[Natural language region descriptions]
★ ★ ★ ★ ★ ★ ★

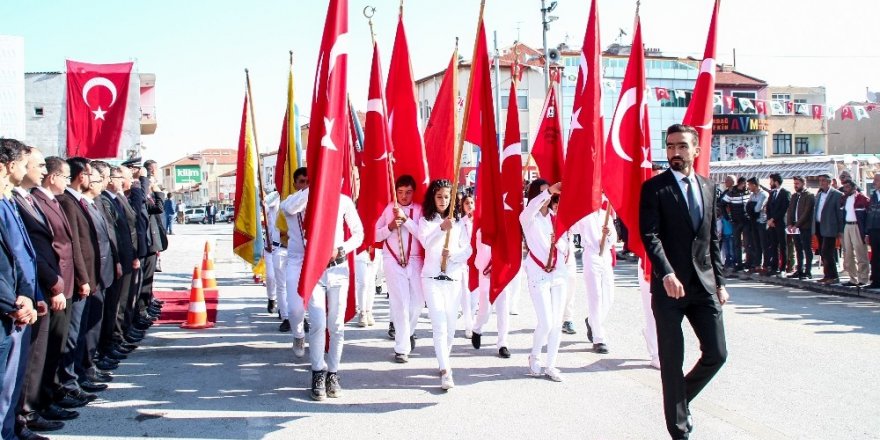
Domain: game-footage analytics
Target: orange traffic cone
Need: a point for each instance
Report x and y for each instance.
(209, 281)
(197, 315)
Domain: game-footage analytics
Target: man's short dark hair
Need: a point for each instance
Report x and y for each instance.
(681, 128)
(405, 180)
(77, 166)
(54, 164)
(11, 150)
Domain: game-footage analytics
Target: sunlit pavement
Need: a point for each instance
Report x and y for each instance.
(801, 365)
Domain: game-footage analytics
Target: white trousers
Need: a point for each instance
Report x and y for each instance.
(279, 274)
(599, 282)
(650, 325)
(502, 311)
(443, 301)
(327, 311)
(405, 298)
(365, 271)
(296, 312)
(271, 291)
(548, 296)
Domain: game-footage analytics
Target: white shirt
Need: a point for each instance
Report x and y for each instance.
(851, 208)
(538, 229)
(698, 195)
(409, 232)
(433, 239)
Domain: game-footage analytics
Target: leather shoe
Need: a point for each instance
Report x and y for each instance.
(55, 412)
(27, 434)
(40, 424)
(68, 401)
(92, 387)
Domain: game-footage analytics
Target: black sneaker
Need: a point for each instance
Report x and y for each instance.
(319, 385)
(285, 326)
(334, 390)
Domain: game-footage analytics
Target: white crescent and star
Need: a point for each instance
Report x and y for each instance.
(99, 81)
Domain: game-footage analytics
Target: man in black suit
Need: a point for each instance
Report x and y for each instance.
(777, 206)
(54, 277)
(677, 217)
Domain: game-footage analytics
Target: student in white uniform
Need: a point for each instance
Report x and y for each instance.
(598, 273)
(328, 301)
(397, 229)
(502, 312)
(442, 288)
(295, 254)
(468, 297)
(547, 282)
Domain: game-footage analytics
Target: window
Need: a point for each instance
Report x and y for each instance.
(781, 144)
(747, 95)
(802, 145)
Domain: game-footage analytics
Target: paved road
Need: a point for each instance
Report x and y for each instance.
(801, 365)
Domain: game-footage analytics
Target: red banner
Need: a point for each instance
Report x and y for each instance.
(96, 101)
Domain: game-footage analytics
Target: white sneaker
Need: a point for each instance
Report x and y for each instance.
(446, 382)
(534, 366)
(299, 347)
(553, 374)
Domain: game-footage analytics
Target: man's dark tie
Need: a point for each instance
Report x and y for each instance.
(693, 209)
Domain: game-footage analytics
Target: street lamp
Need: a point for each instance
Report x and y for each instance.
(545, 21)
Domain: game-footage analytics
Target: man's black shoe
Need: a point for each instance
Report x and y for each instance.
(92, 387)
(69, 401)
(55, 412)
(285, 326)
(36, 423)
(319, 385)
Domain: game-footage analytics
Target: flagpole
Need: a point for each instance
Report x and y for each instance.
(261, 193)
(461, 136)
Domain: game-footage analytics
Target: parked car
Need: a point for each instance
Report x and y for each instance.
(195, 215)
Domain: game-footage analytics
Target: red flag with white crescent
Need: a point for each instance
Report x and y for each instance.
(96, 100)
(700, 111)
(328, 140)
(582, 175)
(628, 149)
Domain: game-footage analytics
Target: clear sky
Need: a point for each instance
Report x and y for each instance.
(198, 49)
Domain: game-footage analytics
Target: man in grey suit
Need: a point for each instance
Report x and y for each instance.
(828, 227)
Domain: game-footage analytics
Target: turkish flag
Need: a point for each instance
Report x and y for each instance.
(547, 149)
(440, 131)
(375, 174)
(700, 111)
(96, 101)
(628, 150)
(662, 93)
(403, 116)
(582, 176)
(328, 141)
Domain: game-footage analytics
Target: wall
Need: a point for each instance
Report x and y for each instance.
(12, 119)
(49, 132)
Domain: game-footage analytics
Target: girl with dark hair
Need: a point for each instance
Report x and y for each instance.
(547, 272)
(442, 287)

★ ★ ★ ★ ★ ★ ★

Task objective:
Word for word, repeat the data above with the pictures left out.

Response below:
Domain: game-footage analytics
Target: orange traffic cone
Need: a point for each instance
Report x and y for each instance.
(209, 281)
(197, 315)
Domain: game-footage analytics
Target: man's short dark hair
Need: a point for each instance
Report x and y for each instance.
(681, 128)
(405, 180)
(77, 166)
(54, 164)
(11, 150)
Domain: game-footage analytics
Target: sunlit pavement
Need: a point for each instance
Report x and y for each instance.
(801, 365)
Domain: game-footage analytics
Target: white trousers
Need: a point for each instance
Report x and y for each instance.
(279, 274)
(599, 282)
(650, 325)
(502, 311)
(443, 301)
(327, 311)
(405, 298)
(365, 271)
(296, 312)
(271, 291)
(548, 296)
Domain: game-footage analytics
Target: white shirt
Need: a point for each instance
Report x and y for each instance.
(851, 208)
(538, 229)
(698, 195)
(409, 232)
(433, 239)
Domain: game-footage analytics
Target: leather shoe
Need: a point for each instance
Report x and y for each instance.
(55, 412)
(27, 434)
(40, 424)
(68, 401)
(92, 387)
Domain: game-footage analytics
Target: black sneaker
Need: a point for each instance
Report x and y for each instance.
(319, 385)
(285, 326)
(334, 390)
Domain: game-footage analytics
Target: white crescent and star
Need: a point for each instance
Report x and y for each instance.
(99, 81)
Domain: game-footage analytics
Target: man in black suit
Need: a point for each instance
Report x and y for each instance.
(777, 206)
(54, 277)
(677, 217)
Domain: game-footage analytics
Target: student in white uniform
Need: a point for each instance
Report x and y for each instance.
(598, 273)
(328, 301)
(397, 229)
(502, 312)
(442, 288)
(295, 254)
(468, 297)
(547, 282)
Domain: game-footage analytics
Target: window
Need: a point for each instance
Report x and y for each instance.
(781, 144)
(747, 95)
(802, 145)
Domain: game-footage analytics
Target: paved road
Need: a point for each instance
Report x and y for each instance.
(801, 365)
Domain: game-footage analytics
Target: red banner
Need: a point for each instance
Report x and y for each instance.
(96, 101)
Domain: game-footage analytics
Target: white sneaker
Need: a point for each instance
Report x and y for each instance.
(446, 382)
(534, 366)
(299, 347)
(553, 374)
Domain: game-footage analytics
Target: man's dark tie
Need: a point for each instance
Report x and y for each instance.
(693, 209)
Domain: game-footage analytics
Target: street lamp
Need: a point for each instance
Report x and y for each instance.
(545, 21)
Domain: game-footage analytics
Target: man's black shoe
Need: a point for each instance
Report x and y for each instance.
(92, 387)
(69, 401)
(55, 412)
(285, 326)
(36, 423)
(319, 385)
Domain: game-footage analytics
Target: flagpole
Need: a point for each instance
Report x and y for each instance.
(261, 193)
(461, 136)
Domain: game-footage analytics
Target: parked car
Need: a point for each instance
Report x and y for each instance.
(195, 215)
Domain: game-footage analytics
Target: red flag with white crescent
Need: a point for each instance
Report x and y for each instance.
(96, 100)
(700, 111)
(328, 140)
(582, 175)
(628, 149)
Domain: game-footage analytics
Target: clear sky
Need: a point for each instance
Report x and y for each instance.
(198, 49)
Domain: game-footage analytics
Target: man in grey suit
Need: a point for each instance
Report x and y for each instance.
(828, 227)
Domain: game-footage analytics
Target: turkish flag
Need: a point for each instance
Report x and y for each instance.
(547, 149)
(440, 131)
(375, 174)
(700, 111)
(96, 101)
(628, 150)
(662, 93)
(403, 116)
(582, 176)
(328, 141)
Domain: game-footage analytics
Target: wall
Need: a point for each instance
Report x and y for each instance.
(12, 119)
(49, 132)
Domain: game-footage analytics
Target: girl with dark hair
Need: a point for each instance
Report x and y for each instance.
(547, 272)
(442, 287)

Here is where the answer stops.